Input material:
* * * *

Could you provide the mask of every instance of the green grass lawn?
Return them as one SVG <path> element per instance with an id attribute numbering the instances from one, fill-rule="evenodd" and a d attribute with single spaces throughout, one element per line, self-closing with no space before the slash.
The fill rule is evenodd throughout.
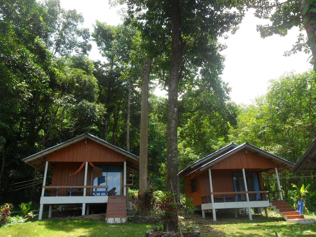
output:
<path id="1" fill-rule="evenodd" d="M 218 235 L 227 237 L 274 237 L 276 232 L 277 232 L 279 237 L 316 236 L 316 226 L 314 224 L 292 224 L 278 221 L 258 220 L 250 222 L 246 221 L 232 221 L 231 220 L 211 224 L 208 227 L 217 231 L 216 234 Z M 213 237 L 216 235 L 209 234 L 204 236 Z"/>
<path id="2" fill-rule="evenodd" d="M 202 232 L 203 237 L 214 236 L 275 236 L 277 232 L 280 237 L 316 236 L 315 225 L 292 224 L 281 219 L 270 218 L 266 219 L 254 217 L 253 220 L 246 217 L 236 219 L 222 219 L 217 222 L 210 218 L 202 220 L 197 216 L 192 224 Z M 10 236 L 142 236 L 152 224 L 108 225 L 104 221 L 92 220 L 62 221 L 57 219 L 15 224 L 0 228 L 0 237 Z"/>
<path id="3" fill-rule="evenodd" d="M 78 237 L 79 236 L 141 236 L 151 228 L 150 224 L 107 224 L 104 221 L 92 220 L 51 220 L 27 222 L 0 228 L 0 236 Z"/>

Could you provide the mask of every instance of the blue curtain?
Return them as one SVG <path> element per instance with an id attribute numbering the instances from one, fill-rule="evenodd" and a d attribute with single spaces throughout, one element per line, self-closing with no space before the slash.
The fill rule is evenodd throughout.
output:
<path id="1" fill-rule="evenodd" d="M 239 191 L 237 190 L 237 180 L 236 180 L 236 178 L 235 177 L 233 177 L 233 179 L 234 181 L 234 188 L 235 189 L 235 191 L 238 192 Z M 236 201 L 238 201 L 239 200 L 239 197 L 238 197 L 238 194 L 236 194 L 235 195 L 235 197 L 236 198 L 236 199 L 237 199 Z"/>
<path id="2" fill-rule="evenodd" d="M 253 185 L 254 186 L 255 191 L 260 191 L 260 187 L 259 185 L 259 179 L 258 178 L 258 174 L 256 172 L 252 173 L 253 177 Z M 260 193 L 257 193 L 258 199 L 261 199 L 261 195 Z"/>
<path id="3" fill-rule="evenodd" d="M 101 184 L 105 185 L 106 183 L 107 179 L 107 185 L 109 186 L 108 190 L 110 190 L 113 188 L 116 188 L 116 194 L 117 195 L 120 195 L 121 169 L 121 167 L 119 166 L 103 166 L 101 167 L 102 168 L 102 176 L 96 178 L 94 181 L 94 183 L 97 181 L 98 186 Z M 104 190 L 103 190 L 103 189 Z M 98 190 L 105 193 L 105 189 L 99 188 L 98 189 Z"/>

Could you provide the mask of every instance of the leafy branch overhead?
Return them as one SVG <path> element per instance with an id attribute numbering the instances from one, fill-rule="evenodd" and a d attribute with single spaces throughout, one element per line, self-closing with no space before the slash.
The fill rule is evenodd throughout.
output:
<path id="1" fill-rule="evenodd" d="M 271 25 L 257 26 L 257 30 L 263 38 L 275 34 L 285 35 L 295 27 L 301 31 L 305 30 L 306 35 L 300 33 L 292 48 L 285 52 L 284 55 L 298 51 L 304 51 L 306 53 L 311 52 L 310 62 L 316 70 L 316 1 L 254 0 L 247 2 L 246 5 L 247 8 L 255 9 L 257 17 L 269 19 L 271 21 Z"/>

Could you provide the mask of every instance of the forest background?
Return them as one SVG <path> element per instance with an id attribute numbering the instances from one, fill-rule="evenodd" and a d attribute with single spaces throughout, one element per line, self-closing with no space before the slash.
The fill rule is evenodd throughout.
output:
<path id="1" fill-rule="evenodd" d="M 97 21 L 90 32 L 81 27 L 82 15 L 62 9 L 58 0 L 1 0 L 0 16 L 1 203 L 38 202 L 43 174 L 21 159 L 84 132 L 139 154 L 148 42 L 137 24 L 126 21 L 113 26 Z M 91 37 L 105 62 L 89 59 Z M 196 66 L 192 54 L 184 59 L 178 97 L 179 169 L 232 142 L 247 142 L 295 163 L 316 136 L 316 75 L 312 70 L 285 74 L 271 81 L 267 93 L 253 104 L 237 105 L 221 78 L 225 47 L 213 40 L 205 58 L 196 58 L 202 66 Z M 157 86 L 167 89 L 168 50 L 154 57 L 149 81 L 158 82 L 150 82 L 148 101 L 149 179 L 163 190 L 167 99 L 153 92 Z M 292 183 L 316 189 L 315 177 L 280 176 L 286 198 Z M 275 187 L 274 177 L 264 180 L 268 188 Z"/>

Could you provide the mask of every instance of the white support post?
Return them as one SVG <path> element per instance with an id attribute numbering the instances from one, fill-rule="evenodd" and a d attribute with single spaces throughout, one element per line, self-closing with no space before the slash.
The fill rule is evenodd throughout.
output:
<path id="1" fill-rule="evenodd" d="M 279 190 L 281 190 L 281 185 L 280 184 L 280 179 L 279 179 L 279 174 L 277 173 L 277 168 L 275 168 L 276 171 L 276 181 L 277 181 L 277 186 L 279 188 Z M 280 198 L 281 200 L 283 200 L 283 196 L 282 195 L 282 191 L 280 192 Z"/>
<path id="2" fill-rule="evenodd" d="M 213 185 L 212 183 L 212 174 L 211 169 L 209 169 L 209 179 L 210 179 L 210 190 L 211 193 L 213 192 Z M 214 202 L 214 196 L 211 194 L 211 201 L 213 203 Z M 216 221 L 216 211 L 215 209 L 212 209 L 212 213 L 213 215 L 213 221 Z"/>
<path id="3" fill-rule="evenodd" d="M 248 191 L 248 188 L 247 187 L 247 181 L 246 180 L 246 174 L 245 173 L 245 169 L 242 169 L 242 175 L 244 177 L 244 185 L 245 185 L 245 191 Z M 246 199 L 247 201 L 249 201 L 249 196 L 248 193 L 246 193 Z"/>
<path id="4" fill-rule="evenodd" d="M 84 216 L 86 213 L 86 204 L 82 204 L 82 211 L 81 212 L 82 216 Z"/>
<path id="5" fill-rule="evenodd" d="M 124 176 L 123 176 L 123 185 L 124 185 L 123 190 L 123 194 L 124 196 L 126 196 L 126 161 L 124 162 Z"/>
<path id="6" fill-rule="evenodd" d="M 47 170 L 48 169 L 48 161 L 46 161 L 45 164 L 45 171 L 44 172 L 44 178 L 43 180 L 43 185 L 45 186 L 46 184 L 46 178 L 47 177 Z M 44 197 L 44 193 L 45 192 L 45 188 L 42 189 L 42 196 Z"/>
<path id="7" fill-rule="evenodd" d="M 44 207 L 44 204 L 40 204 L 40 211 L 39 212 L 39 221 L 40 221 L 42 220 L 42 216 L 43 216 L 43 209 Z"/>
<path id="8" fill-rule="evenodd" d="M 266 207 L 264 208 L 264 212 L 265 212 L 265 218 L 268 218 L 269 217 L 269 215 L 268 214 L 268 208 Z"/>
<path id="9" fill-rule="evenodd" d="M 45 164 L 45 171 L 44 172 L 44 178 L 43 180 L 43 185 L 45 186 L 46 184 L 46 178 L 47 177 L 47 170 L 48 168 L 48 161 L 46 161 Z M 45 188 L 42 188 L 42 194 L 41 197 L 44 197 L 45 193 Z M 44 204 L 40 204 L 40 211 L 39 213 L 39 220 L 42 220 L 43 216 L 43 210 L 44 208 Z"/>
<path id="10" fill-rule="evenodd" d="M 86 161 L 86 167 L 84 170 L 84 186 L 87 186 L 87 176 L 88 176 L 88 161 Z M 87 194 L 87 188 L 83 188 L 83 196 L 85 196 Z"/>
<path id="11" fill-rule="evenodd" d="M 88 215 L 89 214 L 89 212 L 90 212 L 90 204 L 87 204 L 87 214 L 86 215 Z"/>
<path id="12" fill-rule="evenodd" d="M 86 167 L 84 170 L 84 186 L 87 186 L 87 180 L 88 175 L 88 161 L 86 161 Z M 87 188 L 83 188 L 83 196 L 85 197 L 87 194 Z M 81 214 L 84 216 L 86 213 L 86 204 L 82 204 L 82 211 Z"/>
<path id="13" fill-rule="evenodd" d="M 246 180 L 246 174 L 245 173 L 245 169 L 242 169 L 242 175 L 244 177 L 244 184 L 245 185 L 245 190 L 246 192 L 248 191 L 248 188 L 247 187 L 247 181 Z M 248 193 L 246 193 L 246 198 L 247 201 L 249 201 L 249 196 Z M 249 216 L 249 219 L 250 221 L 252 220 L 252 217 L 251 216 L 251 208 L 248 208 L 248 216 Z"/>
<path id="14" fill-rule="evenodd" d="M 215 209 L 212 209 L 212 214 L 213 215 L 213 221 L 216 221 L 216 211 Z"/>
<path id="15" fill-rule="evenodd" d="M 210 179 L 210 190 L 212 193 L 213 192 L 213 185 L 212 183 L 212 174 L 210 169 L 209 169 L 209 179 Z M 214 197 L 213 194 L 211 194 L 211 200 L 212 203 L 214 202 Z"/>
<path id="16" fill-rule="evenodd" d="M 53 205 L 49 205 L 49 210 L 48 211 L 48 218 L 51 218 L 52 217 L 52 212 L 53 210 Z"/>

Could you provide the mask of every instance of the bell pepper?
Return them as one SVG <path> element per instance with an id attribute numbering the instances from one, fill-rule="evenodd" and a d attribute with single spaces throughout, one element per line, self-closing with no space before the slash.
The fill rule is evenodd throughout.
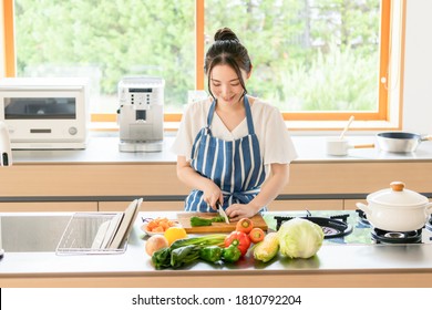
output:
<path id="1" fill-rule="evenodd" d="M 222 250 L 222 258 L 227 262 L 236 262 L 241 257 L 241 252 L 236 245 L 230 245 Z"/>
<path id="2" fill-rule="evenodd" d="M 222 252 L 223 252 L 223 250 L 220 247 L 209 246 L 209 247 L 202 248 L 199 250 L 199 258 L 205 260 L 205 261 L 216 262 L 216 261 L 220 260 Z"/>
<path id="3" fill-rule="evenodd" d="M 234 230 L 232 234 L 226 236 L 225 247 L 229 247 L 230 245 L 235 245 L 241 252 L 241 256 L 245 256 L 247 250 L 250 247 L 250 238 L 247 234 L 243 231 Z"/>

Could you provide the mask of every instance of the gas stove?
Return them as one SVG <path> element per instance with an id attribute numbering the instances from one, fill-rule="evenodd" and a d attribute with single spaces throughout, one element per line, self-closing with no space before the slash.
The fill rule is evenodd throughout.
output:
<path id="1" fill-rule="evenodd" d="M 265 216 L 266 220 L 268 216 Z M 422 229 L 413 231 L 387 231 L 372 227 L 364 213 L 358 210 L 305 211 L 272 215 L 269 227 L 278 230 L 280 225 L 295 217 L 306 218 L 321 226 L 325 232 L 325 244 L 340 245 L 403 245 L 431 244 L 432 217 Z"/>

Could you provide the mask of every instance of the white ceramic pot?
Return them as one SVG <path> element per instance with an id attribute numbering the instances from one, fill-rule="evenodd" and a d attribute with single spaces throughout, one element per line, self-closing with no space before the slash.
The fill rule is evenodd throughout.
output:
<path id="1" fill-rule="evenodd" d="M 368 205 L 357 203 L 369 223 L 389 231 L 411 231 L 420 229 L 432 214 L 432 203 L 428 197 L 404 188 L 402 182 L 392 182 L 390 188 L 369 194 Z"/>

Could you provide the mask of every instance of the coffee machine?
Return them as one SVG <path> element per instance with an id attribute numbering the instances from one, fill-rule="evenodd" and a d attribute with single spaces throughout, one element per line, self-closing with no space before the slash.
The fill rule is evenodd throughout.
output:
<path id="1" fill-rule="evenodd" d="M 119 82 L 120 152 L 161 152 L 164 134 L 165 81 L 155 76 Z"/>
<path id="2" fill-rule="evenodd" d="M 0 166 L 12 165 L 12 151 L 10 147 L 10 137 L 8 126 L 0 122 Z"/>

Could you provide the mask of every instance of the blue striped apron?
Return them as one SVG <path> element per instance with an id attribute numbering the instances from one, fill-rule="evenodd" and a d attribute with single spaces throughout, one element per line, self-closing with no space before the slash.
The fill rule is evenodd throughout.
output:
<path id="1" fill-rule="evenodd" d="M 214 101 L 207 115 L 207 126 L 203 127 L 195 137 L 191 166 L 219 186 L 224 195 L 223 208 L 226 209 L 233 204 L 248 204 L 254 199 L 260 190 L 266 173 L 247 96 L 245 96 L 245 110 L 249 134 L 241 138 L 224 141 L 212 135 L 210 125 L 215 107 Z M 202 190 L 192 190 L 186 197 L 185 210 L 214 211 L 203 200 L 203 196 Z M 264 210 L 266 210 L 265 206 L 260 211 Z"/>

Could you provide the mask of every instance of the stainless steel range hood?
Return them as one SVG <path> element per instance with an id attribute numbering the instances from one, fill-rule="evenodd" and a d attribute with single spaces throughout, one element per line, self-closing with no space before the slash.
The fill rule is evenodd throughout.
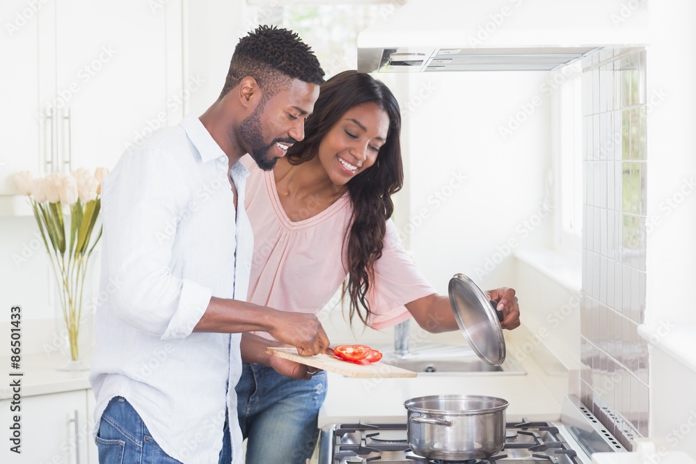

* * * *

Problem description: Can you write out again everything from the line containing "Could you provide the mask of every instance of the bell" down to the line containing "265 216 L 266", both lines included, leaving the pictures out?

Finished exercise:
Could you provide the mask of every instance of the bell pepper?
Return them as one SVG <path> element per instance with an id attribute numbering the instances from one, fill-rule="evenodd" and a d attribute with single spaces throughout, one element per line, self-closing with no space before the slash.
The fill rule is evenodd throughout.
output:
<path id="1" fill-rule="evenodd" d="M 222 250 L 222 258 L 227 262 L 236 262 L 241 257 L 241 252 L 236 245 L 230 245 Z"/>
<path id="2" fill-rule="evenodd" d="M 222 252 L 223 252 L 223 250 L 220 247 L 209 246 L 209 247 L 202 248 L 199 250 L 199 258 L 205 260 L 205 261 L 216 262 L 216 261 L 220 260 Z"/>
<path id="3" fill-rule="evenodd" d="M 234 230 L 232 234 L 226 236 L 225 247 L 229 247 L 230 245 L 235 245 L 241 252 L 241 256 L 245 256 L 247 250 L 250 247 L 250 238 L 247 234 L 243 231 Z"/>

Could you provide the mask of every instance of the gas stove?
Return them as one SVG <path> element per instance with an id attribute numbering the instances from one, fill-rule="evenodd" and a d attribute with single spaces throughout, one element per line, self-closing with no space before the slash.
The fill rule is evenodd throughout.
output:
<path id="1" fill-rule="evenodd" d="M 265 216 L 266 220 L 268 216 Z M 422 229 L 413 231 L 387 231 L 372 227 L 364 213 L 358 210 L 305 211 L 272 215 L 269 227 L 278 230 L 280 225 L 295 217 L 306 218 L 321 226 L 325 232 L 325 244 L 340 245 L 403 245 L 431 244 L 432 217 Z"/>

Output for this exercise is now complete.